> [WHAT IS EXPECTED] Check every line of the entries below for "trousers", and copy the lines that have it.

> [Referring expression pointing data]

────────────────

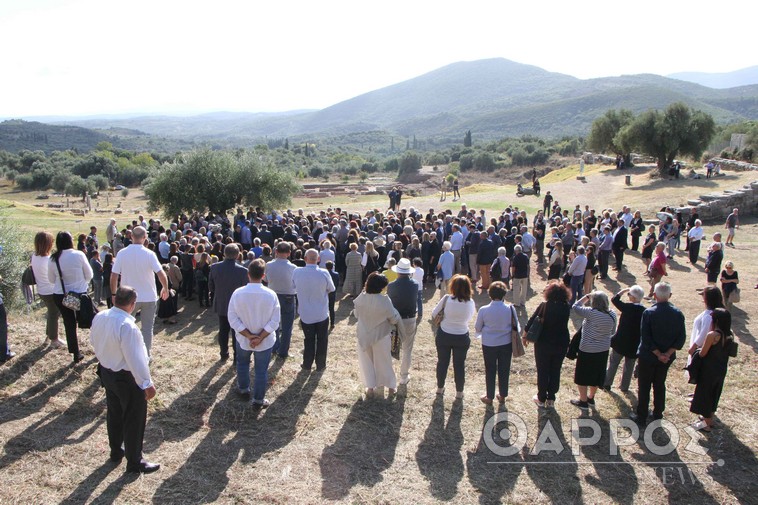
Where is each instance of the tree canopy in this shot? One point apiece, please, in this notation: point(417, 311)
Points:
point(678, 131)
point(218, 181)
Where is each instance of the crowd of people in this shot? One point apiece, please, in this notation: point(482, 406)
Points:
point(260, 270)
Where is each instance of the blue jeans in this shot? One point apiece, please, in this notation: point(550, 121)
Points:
point(261, 361)
point(284, 332)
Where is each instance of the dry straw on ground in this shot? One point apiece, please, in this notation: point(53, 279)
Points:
point(320, 442)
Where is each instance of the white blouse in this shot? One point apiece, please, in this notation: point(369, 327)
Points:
point(77, 272)
point(40, 266)
point(457, 315)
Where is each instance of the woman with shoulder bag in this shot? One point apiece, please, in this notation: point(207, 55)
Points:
point(598, 327)
point(715, 358)
point(43, 244)
point(452, 335)
point(550, 348)
point(69, 272)
point(494, 323)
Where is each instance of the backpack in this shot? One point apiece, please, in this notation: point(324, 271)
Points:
point(28, 277)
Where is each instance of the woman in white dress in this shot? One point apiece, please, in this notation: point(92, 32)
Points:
point(375, 315)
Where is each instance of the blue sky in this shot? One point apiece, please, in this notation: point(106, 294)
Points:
point(80, 57)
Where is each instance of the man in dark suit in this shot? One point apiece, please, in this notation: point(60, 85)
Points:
point(662, 333)
point(619, 244)
point(226, 277)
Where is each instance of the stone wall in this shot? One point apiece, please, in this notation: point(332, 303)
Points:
point(716, 206)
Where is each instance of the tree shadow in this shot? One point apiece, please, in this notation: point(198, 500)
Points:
point(87, 486)
point(21, 364)
point(364, 448)
point(675, 475)
point(439, 454)
point(492, 476)
point(37, 396)
point(56, 429)
point(554, 472)
point(614, 476)
point(185, 415)
point(736, 465)
point(234, 430)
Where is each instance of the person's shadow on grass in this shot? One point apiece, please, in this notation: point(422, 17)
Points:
point(364, 447)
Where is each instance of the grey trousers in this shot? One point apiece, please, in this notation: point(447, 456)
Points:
point(406, 329)
point(147, 321)
point(614, 360)
point(51, 326)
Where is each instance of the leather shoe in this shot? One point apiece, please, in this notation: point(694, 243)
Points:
point(143, 467)
point(637, 419)
point(116, 456)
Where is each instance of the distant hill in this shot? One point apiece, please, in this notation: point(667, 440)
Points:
point(493, 98)
point(16, 135)
point(723, 80)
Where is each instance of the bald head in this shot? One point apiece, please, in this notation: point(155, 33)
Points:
point(311, 256)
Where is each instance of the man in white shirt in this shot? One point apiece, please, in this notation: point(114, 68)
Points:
point(254, 316)
point(124, 373)
point(313, 285)
point(456, 243)
point(137, 267)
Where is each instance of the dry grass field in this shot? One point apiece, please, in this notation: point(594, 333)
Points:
point(319, 442)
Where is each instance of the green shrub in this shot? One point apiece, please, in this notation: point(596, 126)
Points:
point(14, 258)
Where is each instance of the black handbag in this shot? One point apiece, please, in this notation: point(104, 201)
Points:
point(573, 349)
point(28, 277)
point(694, 367)
point(86, 313)
point(536, 328)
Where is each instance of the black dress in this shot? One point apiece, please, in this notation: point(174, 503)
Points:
point(710, 381)
point(647, 252)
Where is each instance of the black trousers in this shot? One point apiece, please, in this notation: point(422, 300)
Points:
point(635, 241)
point(497, 361)
point(332, 300)
point(602, 261)
point(127, 414)
point(224, 331)
point(457, 345)
point(549, 360)
point(651, 373)
point(618, 253)
point(694, 251)
point(69, 324)
point(316, 343)
point(188, 282)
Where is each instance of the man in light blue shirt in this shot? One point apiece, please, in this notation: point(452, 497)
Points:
point(456, 244)
point(279, 276)
point(446, 265)
point(313, 285)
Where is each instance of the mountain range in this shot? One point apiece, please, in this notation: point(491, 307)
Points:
point(493, 98)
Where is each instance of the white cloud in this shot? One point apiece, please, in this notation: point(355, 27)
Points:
point(90, 56)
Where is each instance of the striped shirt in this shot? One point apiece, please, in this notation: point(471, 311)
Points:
point(597, 329)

────────────────

> [ANSWER TO THIS TASK]
Where is each instance of the grey trousers in this shot? One point apiece, please, in this notation: point(447, 456)
Where is each instance of the black trousers in this shot? One point apiece, please, in this notation: point(422, 300)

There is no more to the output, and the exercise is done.